Aim of the task ->
Pull out every line of the data below that contains the word "window", and copy each one in full.

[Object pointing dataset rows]
>> start

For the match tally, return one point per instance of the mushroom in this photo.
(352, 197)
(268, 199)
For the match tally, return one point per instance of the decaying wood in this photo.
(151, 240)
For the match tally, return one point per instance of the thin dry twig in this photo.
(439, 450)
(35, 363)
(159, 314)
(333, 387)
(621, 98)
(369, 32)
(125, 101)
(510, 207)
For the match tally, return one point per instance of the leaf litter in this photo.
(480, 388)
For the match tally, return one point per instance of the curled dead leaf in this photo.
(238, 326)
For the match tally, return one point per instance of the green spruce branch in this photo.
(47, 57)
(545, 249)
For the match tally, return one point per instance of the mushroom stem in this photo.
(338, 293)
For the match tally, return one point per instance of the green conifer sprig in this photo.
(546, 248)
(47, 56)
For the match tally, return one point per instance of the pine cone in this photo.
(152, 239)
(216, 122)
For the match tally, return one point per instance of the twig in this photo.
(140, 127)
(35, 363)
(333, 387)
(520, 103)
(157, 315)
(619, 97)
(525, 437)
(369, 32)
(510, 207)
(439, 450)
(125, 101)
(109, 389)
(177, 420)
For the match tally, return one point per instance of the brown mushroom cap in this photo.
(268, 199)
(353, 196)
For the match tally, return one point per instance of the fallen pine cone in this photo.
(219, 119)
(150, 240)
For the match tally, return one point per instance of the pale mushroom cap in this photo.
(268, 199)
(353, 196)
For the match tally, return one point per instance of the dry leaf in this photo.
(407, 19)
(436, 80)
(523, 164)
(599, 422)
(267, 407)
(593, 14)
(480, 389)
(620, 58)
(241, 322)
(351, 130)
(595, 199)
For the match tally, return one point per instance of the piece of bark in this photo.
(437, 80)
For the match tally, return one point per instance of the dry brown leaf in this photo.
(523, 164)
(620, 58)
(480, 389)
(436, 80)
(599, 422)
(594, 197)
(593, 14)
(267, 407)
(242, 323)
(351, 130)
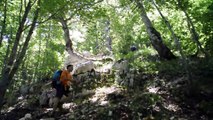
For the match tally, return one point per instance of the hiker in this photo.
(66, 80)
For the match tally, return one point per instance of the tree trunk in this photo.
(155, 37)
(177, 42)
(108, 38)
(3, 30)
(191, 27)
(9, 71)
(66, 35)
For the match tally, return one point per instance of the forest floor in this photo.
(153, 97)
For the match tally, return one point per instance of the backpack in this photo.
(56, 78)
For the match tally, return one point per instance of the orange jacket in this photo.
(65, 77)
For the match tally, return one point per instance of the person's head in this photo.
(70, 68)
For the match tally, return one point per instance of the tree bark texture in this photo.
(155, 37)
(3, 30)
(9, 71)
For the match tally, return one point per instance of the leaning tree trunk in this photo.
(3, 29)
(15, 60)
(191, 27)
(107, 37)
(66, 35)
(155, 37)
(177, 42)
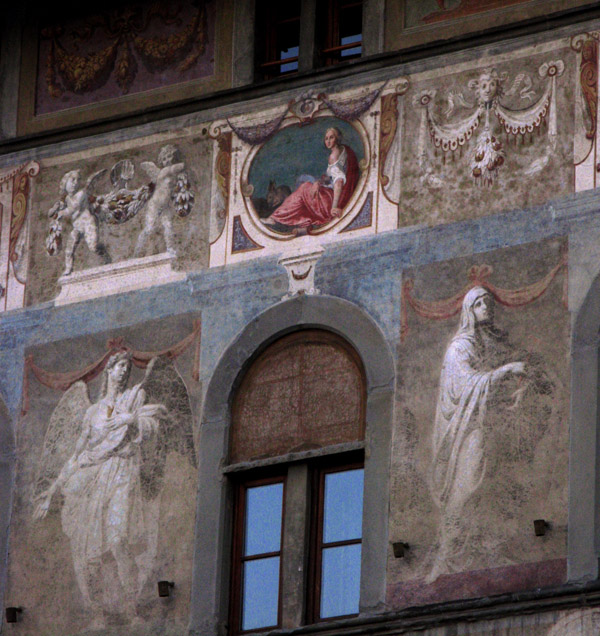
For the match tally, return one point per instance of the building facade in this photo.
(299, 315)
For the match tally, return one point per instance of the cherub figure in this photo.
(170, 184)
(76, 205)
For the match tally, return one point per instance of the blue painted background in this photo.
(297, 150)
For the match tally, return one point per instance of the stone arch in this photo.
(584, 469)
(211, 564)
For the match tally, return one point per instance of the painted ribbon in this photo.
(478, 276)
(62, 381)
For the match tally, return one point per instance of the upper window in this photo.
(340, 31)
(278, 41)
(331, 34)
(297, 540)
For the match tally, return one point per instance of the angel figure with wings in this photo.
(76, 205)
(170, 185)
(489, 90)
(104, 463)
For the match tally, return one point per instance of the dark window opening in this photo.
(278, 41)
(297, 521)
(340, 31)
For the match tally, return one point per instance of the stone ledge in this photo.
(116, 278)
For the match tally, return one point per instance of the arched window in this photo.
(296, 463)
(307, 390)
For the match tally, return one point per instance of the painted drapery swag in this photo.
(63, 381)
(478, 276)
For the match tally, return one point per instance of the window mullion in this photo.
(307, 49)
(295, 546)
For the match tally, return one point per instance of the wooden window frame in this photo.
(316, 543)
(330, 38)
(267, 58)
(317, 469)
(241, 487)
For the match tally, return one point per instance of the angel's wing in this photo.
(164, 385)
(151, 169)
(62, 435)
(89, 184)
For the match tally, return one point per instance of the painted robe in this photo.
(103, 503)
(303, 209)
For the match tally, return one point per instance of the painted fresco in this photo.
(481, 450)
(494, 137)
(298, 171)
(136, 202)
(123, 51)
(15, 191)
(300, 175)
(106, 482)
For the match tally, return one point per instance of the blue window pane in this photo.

>> end
>> start

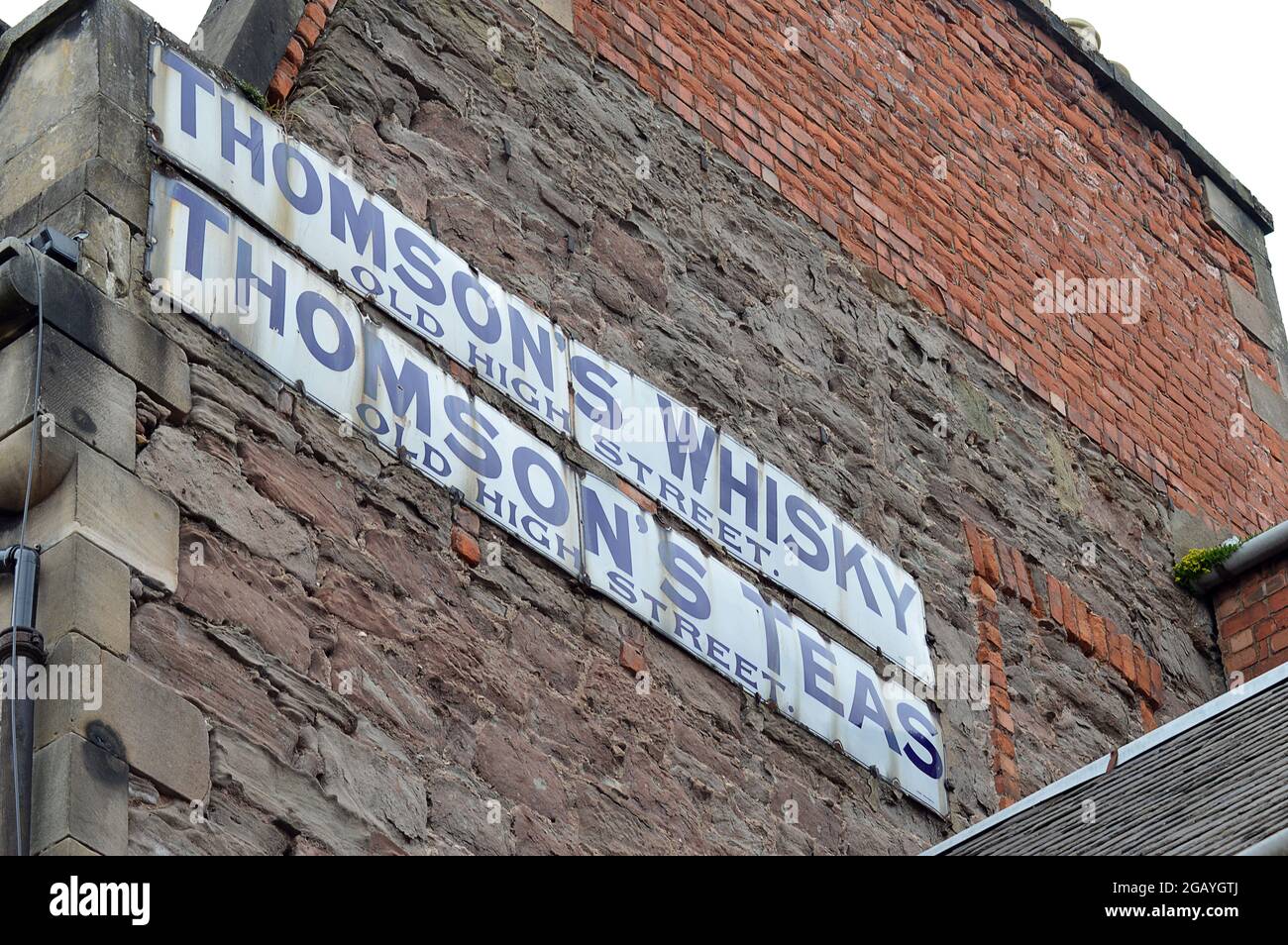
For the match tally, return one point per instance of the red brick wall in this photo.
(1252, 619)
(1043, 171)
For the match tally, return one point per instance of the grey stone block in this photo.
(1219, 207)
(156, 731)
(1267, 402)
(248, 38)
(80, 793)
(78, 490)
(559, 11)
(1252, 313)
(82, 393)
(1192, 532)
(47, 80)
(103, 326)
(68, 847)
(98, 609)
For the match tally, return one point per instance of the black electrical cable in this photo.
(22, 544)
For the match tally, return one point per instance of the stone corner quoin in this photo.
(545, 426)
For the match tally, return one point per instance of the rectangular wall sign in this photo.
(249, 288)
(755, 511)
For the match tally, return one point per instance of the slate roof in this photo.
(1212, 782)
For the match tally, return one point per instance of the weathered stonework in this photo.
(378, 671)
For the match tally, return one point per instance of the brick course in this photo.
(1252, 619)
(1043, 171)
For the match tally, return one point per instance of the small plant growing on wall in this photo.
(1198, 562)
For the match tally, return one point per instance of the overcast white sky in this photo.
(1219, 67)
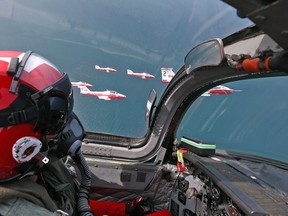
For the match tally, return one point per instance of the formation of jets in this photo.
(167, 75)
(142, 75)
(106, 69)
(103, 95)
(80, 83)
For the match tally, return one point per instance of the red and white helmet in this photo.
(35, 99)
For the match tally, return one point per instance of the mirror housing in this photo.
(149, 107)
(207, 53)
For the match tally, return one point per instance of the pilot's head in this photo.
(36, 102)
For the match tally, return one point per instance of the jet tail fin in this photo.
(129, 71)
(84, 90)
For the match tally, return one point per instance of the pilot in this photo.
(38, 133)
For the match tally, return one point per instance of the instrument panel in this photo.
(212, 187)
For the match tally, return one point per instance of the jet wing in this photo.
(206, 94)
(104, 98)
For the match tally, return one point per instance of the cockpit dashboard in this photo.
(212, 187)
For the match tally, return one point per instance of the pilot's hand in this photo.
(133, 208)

>> end

Result ->
For the match tally, return one point per instance of the upper window in this photo.
For the match tally, return one point per instance of the dark window opening in this photo.
For the match tally, return one point per instance of the arched window in this photo.
For the match tally, return one point per instance of the window mullion in this photo.
For the match tally, return one point per instance of the wooden window frame in this photo.
For the match tally, return one point per instance of the blue window pane in this photo.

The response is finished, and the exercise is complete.